THE REQUEST: Pick out every line of the rows below that contains the string "unit". Case counts.

DATA SUPPLIED:
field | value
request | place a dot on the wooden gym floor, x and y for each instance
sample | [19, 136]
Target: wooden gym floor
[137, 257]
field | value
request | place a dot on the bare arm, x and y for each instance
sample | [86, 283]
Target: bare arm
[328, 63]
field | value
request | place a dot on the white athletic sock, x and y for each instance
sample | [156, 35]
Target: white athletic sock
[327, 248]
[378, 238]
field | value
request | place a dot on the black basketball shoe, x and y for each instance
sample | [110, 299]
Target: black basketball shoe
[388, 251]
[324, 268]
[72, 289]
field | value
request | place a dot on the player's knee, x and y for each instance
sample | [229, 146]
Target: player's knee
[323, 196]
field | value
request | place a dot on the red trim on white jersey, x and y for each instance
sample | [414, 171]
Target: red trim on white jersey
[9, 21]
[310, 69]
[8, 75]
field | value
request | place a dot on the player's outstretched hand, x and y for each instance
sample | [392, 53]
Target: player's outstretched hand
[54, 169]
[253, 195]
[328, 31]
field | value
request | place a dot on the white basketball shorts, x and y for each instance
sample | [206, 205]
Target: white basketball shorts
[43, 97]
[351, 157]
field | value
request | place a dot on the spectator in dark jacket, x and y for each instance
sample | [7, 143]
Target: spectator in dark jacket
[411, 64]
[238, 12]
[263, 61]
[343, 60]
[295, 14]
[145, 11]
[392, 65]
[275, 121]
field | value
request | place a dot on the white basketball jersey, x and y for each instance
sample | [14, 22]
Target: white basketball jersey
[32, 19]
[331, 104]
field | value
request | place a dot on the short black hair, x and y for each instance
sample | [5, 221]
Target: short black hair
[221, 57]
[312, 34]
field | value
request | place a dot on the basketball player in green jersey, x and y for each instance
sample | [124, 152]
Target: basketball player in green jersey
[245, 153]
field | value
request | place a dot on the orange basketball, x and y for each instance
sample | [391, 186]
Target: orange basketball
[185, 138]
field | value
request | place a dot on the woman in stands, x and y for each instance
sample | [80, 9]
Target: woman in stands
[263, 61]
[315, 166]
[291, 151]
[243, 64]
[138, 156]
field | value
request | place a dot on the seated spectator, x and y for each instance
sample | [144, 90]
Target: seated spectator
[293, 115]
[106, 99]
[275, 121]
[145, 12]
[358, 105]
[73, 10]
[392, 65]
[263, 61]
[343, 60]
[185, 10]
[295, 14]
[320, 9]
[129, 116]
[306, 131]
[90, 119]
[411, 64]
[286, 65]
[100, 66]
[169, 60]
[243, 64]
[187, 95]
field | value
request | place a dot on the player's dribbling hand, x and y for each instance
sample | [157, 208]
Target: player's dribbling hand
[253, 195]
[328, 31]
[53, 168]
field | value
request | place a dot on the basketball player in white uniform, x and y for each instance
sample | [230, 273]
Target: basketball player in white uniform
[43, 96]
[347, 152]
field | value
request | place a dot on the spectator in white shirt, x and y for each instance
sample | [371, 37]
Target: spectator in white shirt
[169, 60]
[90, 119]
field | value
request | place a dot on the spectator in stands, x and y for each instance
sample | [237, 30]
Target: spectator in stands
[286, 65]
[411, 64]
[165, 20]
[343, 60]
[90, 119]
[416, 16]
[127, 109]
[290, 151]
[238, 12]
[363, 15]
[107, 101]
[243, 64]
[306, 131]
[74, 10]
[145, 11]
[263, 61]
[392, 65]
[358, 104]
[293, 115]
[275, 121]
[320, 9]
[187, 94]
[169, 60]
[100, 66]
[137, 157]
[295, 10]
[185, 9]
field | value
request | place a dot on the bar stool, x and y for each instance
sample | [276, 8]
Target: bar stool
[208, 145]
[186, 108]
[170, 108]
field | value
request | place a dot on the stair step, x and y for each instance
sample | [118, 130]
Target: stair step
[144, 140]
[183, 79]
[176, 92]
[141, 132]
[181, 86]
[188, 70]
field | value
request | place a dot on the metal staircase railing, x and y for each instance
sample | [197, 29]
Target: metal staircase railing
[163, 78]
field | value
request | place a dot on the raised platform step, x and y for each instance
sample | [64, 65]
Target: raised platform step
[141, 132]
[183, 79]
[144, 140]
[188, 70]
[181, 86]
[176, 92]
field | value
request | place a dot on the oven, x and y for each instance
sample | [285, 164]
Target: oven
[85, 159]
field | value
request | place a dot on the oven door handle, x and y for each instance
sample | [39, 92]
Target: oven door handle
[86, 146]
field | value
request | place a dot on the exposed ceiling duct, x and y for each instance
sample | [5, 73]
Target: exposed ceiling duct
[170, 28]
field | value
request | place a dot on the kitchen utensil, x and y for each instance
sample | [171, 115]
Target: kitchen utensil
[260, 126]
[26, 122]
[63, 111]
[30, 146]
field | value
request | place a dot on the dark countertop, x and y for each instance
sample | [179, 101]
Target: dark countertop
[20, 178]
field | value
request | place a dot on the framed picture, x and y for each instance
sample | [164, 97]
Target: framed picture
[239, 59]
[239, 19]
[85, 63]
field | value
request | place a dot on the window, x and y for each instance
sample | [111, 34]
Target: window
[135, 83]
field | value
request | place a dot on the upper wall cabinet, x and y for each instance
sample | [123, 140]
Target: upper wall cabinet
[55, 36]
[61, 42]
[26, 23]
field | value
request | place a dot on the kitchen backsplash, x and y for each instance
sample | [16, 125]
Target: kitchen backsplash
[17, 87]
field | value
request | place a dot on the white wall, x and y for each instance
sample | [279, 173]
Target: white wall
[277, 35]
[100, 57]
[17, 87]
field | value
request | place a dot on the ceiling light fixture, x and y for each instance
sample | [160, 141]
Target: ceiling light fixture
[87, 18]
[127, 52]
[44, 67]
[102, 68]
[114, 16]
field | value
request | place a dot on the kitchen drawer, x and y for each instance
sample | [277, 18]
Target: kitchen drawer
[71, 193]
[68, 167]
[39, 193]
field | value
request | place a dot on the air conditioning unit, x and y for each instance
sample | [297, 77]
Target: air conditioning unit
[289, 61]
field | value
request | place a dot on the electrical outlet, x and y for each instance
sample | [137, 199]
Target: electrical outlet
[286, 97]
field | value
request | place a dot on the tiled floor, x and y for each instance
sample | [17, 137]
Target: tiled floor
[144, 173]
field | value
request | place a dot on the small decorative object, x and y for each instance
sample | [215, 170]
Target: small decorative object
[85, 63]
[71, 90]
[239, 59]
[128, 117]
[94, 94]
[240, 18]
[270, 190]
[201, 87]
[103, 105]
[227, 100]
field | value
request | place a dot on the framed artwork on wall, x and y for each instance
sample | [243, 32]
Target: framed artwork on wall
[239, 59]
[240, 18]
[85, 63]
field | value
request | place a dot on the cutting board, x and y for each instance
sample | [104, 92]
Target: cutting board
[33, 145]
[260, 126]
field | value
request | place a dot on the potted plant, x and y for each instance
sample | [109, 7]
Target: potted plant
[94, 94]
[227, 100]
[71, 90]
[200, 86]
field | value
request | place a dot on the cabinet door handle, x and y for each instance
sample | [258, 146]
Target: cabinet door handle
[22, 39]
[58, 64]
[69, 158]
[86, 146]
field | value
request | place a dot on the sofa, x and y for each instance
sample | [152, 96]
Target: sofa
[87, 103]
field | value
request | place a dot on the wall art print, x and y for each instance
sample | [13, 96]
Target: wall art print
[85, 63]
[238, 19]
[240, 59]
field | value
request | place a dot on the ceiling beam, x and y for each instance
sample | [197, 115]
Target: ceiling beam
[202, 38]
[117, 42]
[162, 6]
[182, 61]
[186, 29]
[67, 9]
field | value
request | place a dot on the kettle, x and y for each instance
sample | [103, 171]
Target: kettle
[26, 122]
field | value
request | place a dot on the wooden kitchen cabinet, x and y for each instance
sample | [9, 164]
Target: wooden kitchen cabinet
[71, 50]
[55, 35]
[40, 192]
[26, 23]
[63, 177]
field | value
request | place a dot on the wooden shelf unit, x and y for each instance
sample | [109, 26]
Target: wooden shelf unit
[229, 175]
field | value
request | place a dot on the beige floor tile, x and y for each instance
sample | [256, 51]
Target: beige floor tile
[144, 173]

RESULT:
request | place a dot on the air conditioning unit, x and y for each instance
Target: air conditioning unit
request | place a dot on the wooden shelf unit, x and y for each instance
Target: wooden shelf unit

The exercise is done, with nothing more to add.